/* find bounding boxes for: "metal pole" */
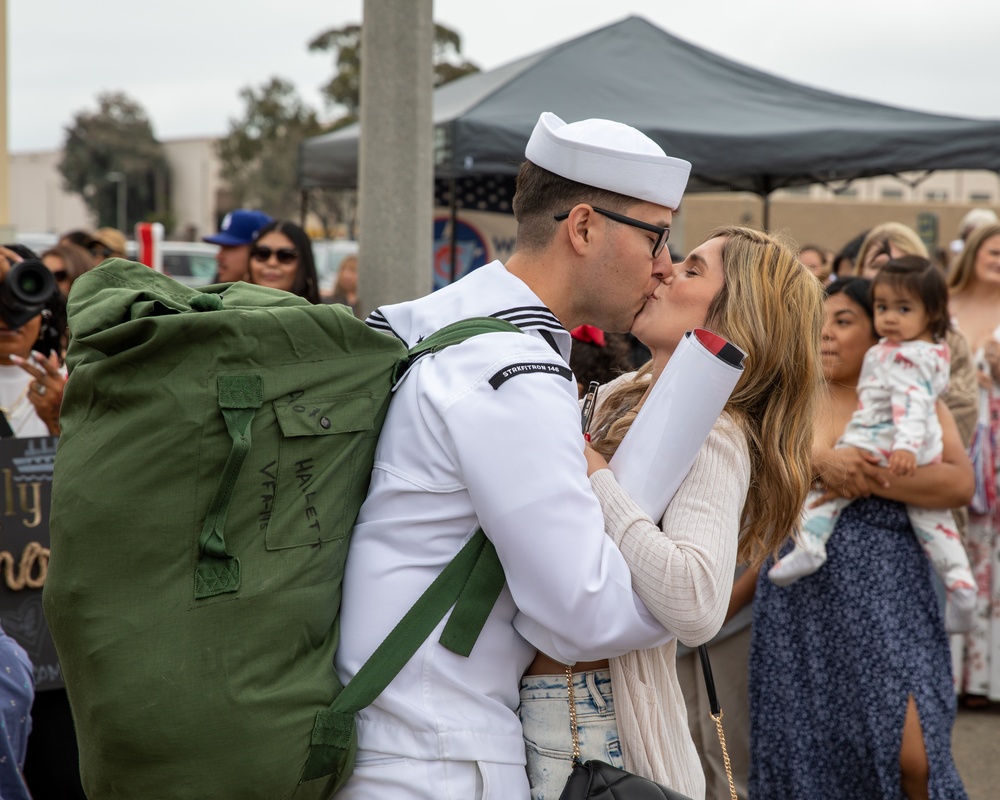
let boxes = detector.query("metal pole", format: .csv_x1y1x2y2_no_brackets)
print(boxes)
104,172,128,230
118,172,128,236
358,0,434,316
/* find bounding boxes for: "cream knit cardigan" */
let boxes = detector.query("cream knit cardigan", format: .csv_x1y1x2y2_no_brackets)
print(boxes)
591,376,750,800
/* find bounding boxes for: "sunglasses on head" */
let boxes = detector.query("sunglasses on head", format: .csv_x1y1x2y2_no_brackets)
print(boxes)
250,247,299,264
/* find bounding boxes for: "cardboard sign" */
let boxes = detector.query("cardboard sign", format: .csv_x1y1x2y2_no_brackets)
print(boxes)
0,437,63,692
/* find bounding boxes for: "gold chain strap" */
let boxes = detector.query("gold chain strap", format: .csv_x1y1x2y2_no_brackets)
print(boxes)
566,667,580,764
709,708,739,800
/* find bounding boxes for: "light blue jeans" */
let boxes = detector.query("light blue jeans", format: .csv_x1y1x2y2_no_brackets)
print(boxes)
518,669,625,800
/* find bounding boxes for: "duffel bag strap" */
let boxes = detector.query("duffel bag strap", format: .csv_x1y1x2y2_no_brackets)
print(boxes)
194,375,264,600
302,528,504,784
393,317,523,384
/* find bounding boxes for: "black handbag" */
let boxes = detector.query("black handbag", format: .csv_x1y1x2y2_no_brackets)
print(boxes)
559,645,736,800
559,759,691,800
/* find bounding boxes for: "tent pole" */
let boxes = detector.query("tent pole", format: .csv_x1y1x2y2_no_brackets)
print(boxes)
448,177,458,283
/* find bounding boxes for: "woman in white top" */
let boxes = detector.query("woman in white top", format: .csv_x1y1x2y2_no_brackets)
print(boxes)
0,245,66,439
521,227,822,800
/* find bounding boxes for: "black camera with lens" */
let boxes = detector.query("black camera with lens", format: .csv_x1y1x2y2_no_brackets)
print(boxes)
0,258,59,328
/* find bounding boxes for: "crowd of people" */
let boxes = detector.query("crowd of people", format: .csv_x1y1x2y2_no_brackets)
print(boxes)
0,114,1000,800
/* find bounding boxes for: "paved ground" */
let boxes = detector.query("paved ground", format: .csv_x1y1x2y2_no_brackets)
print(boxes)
952,703,1000,800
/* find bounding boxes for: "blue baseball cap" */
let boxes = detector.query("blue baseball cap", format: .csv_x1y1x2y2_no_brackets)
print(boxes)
202,208,272,247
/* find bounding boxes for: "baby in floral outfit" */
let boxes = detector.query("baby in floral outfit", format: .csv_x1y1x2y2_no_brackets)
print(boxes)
768,256,976,633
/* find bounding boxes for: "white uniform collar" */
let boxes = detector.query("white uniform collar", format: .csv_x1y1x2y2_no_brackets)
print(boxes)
367,261,573,363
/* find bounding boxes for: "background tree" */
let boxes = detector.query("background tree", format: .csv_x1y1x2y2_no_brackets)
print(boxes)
216,77,324,219
59,92,172,234
309,24,479,128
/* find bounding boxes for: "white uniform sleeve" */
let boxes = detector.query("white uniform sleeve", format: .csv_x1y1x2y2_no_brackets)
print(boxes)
885,348,938,454
442,342,671,663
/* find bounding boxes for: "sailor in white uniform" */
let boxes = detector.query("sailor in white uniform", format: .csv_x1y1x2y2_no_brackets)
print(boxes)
336,113,691,800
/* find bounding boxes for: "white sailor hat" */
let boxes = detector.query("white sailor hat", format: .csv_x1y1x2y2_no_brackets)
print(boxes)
524,111,691,209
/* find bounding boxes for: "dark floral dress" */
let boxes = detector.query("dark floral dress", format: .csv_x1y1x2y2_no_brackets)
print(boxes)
749,497,967,800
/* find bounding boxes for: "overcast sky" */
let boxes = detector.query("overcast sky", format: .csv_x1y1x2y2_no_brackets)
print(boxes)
7,0,1000,152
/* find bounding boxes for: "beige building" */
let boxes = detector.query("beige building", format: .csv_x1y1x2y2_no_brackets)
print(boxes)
9,137,221,239
10,137,1000,260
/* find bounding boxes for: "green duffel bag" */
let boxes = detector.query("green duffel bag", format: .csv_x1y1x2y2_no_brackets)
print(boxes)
43,260,516,800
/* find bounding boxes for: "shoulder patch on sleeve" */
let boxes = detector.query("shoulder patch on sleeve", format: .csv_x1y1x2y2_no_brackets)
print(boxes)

| Task to complete |
Render the items as a numbered list, starting at the beginning and ending with the line that contains "250,247,299,264", both ends included. Skip any blank lines, and leave the pictures out of your answer.

| Solution to the exercise |
1. /* find bounding boxes for: "metal pole" */
2. let boxes = detector.query("metal pole", format: .csv_x1y1x2y2_no_brackets)
3. print(boxes)
4. 104,172,128,230
5. 118,172,128,236
6. 358,0,434,316
7. /* find bounding boxes for: "cream knit cardigan" */
8. let boxes = detector.query("cream knit cardigan", format: .csv_x1y1x2y2_no_brackets)
9. print(boxes)
10. 591,376,750,800
11. /* find bounding boxes for: "sunglasses on head" */
12. let boxes = detector.query("sunglasses on head", format: .csv_x1y1x2y2_no_brackets)
13. print(boxes)
14. 250,247,299,264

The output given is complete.